##### Page text

Tour de France shorts: “almost” a new sponsor for Giant?

Giant-Shimano with “almost” a new sponsor

With the news that Team Belkin has apparently found one or two new sponsors for the coming year, ensuring that it will continue, attention has turned to Giant-Shimano. The other Dutch team that is also looking for new sponsors for 2015 and beyond.

They may have found it. In a column in the Dutch newspaper De Telegraaf said that team owner Iwan Spekenbrink “has almost secured a second sponsor”.

A team spokesman told Cyclingnews that a sponsor announcement would not be made today.

Bike producer Giant has already said that it would continue to be a sponsor, but the team continued to look for a secondary sponsor. Cyclingnews spoke to Spekenbrink who said that the team have a "number of options on the table" but that nothing had been signed yet.

Grivko riding for peace in Ukraine

Pro cyclists generally don’t take political stands, but Astana’s Andriy Grivko isn’t afraid to speak out on the situation in his native Ukraine. "I feel a bit alone to tell the truth but it's important that I'm here on the Tour to carry a message of peace," he told L'Equipe.

"Above and beyond my work for Vincenzo, I see my presence on the Tour as a mission,” said the only Ukrainian rider in the Tour de France.

##########

Task brief:
Answer these from the Tour de France shorts:
(a) Which newspaper ran the column saying Iwan Spekenbrink had almost secured a second sponsor?
(b) Which bike producer has said it would continue as a sponsor?
(c) Which team does Andriy Grivko ride for?

##### Supplied material

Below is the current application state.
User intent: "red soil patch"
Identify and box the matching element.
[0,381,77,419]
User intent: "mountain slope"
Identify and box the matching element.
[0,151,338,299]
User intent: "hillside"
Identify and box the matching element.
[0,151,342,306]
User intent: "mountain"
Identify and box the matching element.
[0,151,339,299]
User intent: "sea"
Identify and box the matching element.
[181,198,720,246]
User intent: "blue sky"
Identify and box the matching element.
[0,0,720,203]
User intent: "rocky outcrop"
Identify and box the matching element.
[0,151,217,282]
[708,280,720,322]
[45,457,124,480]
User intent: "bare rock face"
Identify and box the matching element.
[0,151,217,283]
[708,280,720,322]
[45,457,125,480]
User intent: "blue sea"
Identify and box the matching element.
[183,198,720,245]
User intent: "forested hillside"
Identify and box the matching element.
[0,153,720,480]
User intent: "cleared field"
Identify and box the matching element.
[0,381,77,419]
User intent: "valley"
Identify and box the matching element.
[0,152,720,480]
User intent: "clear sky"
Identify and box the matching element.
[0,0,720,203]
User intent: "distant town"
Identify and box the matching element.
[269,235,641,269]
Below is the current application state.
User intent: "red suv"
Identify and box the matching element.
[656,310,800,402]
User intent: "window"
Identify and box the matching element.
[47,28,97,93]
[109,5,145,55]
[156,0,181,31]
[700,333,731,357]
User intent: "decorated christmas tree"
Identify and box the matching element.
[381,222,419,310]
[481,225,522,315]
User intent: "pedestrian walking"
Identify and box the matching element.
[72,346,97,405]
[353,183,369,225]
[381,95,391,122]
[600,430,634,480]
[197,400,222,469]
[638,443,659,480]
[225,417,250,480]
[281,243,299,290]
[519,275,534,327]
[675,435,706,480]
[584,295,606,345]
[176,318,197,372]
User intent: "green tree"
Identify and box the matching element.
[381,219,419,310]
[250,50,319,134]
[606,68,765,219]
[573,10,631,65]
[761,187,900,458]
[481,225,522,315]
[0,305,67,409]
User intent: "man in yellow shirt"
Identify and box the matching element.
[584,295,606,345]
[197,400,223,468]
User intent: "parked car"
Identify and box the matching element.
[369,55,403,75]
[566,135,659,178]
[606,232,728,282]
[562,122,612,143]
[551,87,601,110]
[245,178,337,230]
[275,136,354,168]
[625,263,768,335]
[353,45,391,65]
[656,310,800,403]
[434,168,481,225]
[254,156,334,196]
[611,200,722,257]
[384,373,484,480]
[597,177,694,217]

##########

Response for this exercise:
(a) De Telegraaf
(b) Giant
(c) Astana